#### Records from a dataset:
****

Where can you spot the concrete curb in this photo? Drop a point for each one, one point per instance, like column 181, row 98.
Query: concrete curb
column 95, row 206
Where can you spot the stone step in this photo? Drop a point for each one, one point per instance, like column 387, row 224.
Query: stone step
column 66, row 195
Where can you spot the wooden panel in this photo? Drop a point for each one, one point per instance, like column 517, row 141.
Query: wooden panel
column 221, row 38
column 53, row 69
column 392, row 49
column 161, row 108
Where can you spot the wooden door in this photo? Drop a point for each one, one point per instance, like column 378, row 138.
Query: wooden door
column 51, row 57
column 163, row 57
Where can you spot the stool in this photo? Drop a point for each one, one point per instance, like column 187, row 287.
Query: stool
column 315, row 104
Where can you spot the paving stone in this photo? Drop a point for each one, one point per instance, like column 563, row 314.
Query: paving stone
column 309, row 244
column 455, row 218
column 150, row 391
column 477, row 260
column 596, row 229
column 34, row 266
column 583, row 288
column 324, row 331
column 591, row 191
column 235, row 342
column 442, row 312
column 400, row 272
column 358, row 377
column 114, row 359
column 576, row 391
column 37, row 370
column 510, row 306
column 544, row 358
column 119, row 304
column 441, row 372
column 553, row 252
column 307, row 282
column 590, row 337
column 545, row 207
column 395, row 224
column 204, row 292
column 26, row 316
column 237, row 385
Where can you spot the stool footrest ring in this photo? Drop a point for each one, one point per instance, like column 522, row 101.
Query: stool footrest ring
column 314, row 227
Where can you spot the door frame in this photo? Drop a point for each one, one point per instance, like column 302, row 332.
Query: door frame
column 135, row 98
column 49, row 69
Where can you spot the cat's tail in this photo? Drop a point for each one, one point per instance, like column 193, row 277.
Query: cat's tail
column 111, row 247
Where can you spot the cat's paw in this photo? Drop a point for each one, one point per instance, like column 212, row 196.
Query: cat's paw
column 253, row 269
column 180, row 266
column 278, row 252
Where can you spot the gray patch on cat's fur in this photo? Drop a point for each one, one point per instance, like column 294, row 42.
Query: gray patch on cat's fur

****

Reproduce every line of the records above verbatim.

Where can you spot the concrete curb in this photo? Drop a point for each one, one point per instance, like column 181, row 98.
Query: concrete curb
column 95, row 206
Where can you spot the stone step in this photo? Drop a point for each one, one point per instance, like column 387, row 224.
Query: stone step
column 66, row 195
Where can you spot the wooden panel in this photo? Drop a point for each one, one point per instance, like column 517, row 141.
Query: wooden panel
column 221, row 38
column 53, row 69
column 392, row 49
column 161, row 108
Where can you spot the wooden door in this photo? Drop a point for each one, one point per instance, like column 378, row 138.
Query: wooden door
column 51, row 57
column 163, row 57
Where can you spot the stool in this photo? Drop a point for each one, one point per instance, like column 187, row 287.
Query: stool
column 315, row 104
Where can you spot the paving stone in this photo? Drop a point for each one, one point per instance, like column 563, row 314.
Query: paving stone
column 309, row 244
column 455, row 218
column 150, row 391
column 477, row 260
column 596, row 229
column 34, row 266
column 583, row 288
column 324, row 331
column 591, row 191
column 235, row 342
column 442, row 312
column 400, row 272
column 358, row 377
column 114, row 359
column 576, row 391
column 37, row 370
column 510, row 306
column 544, row 358
column 119, row 304
column 441, row 372
column 553, row 252
column 307, row 282
column 590, row 337
column 545, row 207
column 395, row 224
column 204, row 292
column 26, row 316
column 237, row 385
Where can you spot the stool footrest ring in this photo? Drop a point for each one, one point per instance, like column 522, row 101.
Query: stool footrest ring
column 314, row 227
Where can you spot the door frame in this photo? Drop a point for each one, one point per instance, like column 302, row 332.
Query: door frame
column 135, row 98
column 49, row 69
Where can you spot the cat's tail in this photo? Drop a point for each one, one point per instance, like column 193, row 277.
Query: cat's tail
column 111, row 247
Where can you spot the cat's paw in this photo? Drop a point for each one, one point per instance, like column 212, row 196.
Query: cat's paw
column 253, row 269
column 180, row 266
column 278, row 252
Where can you spot the gray patch on cat's fur in this photo? Drop a point for each one, one point per instance, like column 294, row 42.
Query: gray patch on cat's fur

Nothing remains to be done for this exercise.